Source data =
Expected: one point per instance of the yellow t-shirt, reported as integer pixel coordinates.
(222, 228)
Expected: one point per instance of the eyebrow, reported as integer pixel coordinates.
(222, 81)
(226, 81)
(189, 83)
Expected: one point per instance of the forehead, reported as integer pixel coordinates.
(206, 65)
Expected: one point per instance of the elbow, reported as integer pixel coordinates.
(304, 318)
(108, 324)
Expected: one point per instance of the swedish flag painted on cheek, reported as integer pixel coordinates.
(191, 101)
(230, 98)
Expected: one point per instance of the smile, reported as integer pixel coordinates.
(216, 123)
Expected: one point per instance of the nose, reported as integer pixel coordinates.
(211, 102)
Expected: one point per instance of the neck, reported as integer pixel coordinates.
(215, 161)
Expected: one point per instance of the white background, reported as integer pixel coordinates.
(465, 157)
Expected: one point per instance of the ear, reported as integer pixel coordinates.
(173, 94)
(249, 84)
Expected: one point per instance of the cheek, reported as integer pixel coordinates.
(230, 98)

AIM OF THE TASK = Please output exactly the lines from the one containing "Expected: one point per instance of the eyebrow, reported" through the end of the records, both included.

RESULT FOR THIS TASK =
Expected: one point per instance of the eyebrow, reported as integer pixel coordinates.
(222, 81)
(226, 81)
(189, 83)
Expected: one point per instance of the forehead, reported as integer pixel coordinates.
(206, 65)
Expected: one point per instance of the elbow, reported as integer pixel coordinates.
(304, 318)
(108, 324)
Expected: one point per instance of the swedish flag painted on cheek, reported as integer pixel coordinates.
(191, 101)
(230, 98)
Expected: one point per instance of the smile, reported as integer pixel coordinates.
(216, 123)
Expected: one point per instance of the nose, reported as integer pixel coordinates.
(211, 102)
Expected: one point per instance of the neck, reported as integer pixel coordinates.
(215, 161)
Expected: one point per instance of the white background, reported as integer pixel coordinates.
(465, 157)
Expected: one point per instance of the ear, reported as integer pixel coordinates.
(173, 94)
(249, 84)
Expected: one point per instance of the cheek, reported as integer pixel coordinates.
(230, 98)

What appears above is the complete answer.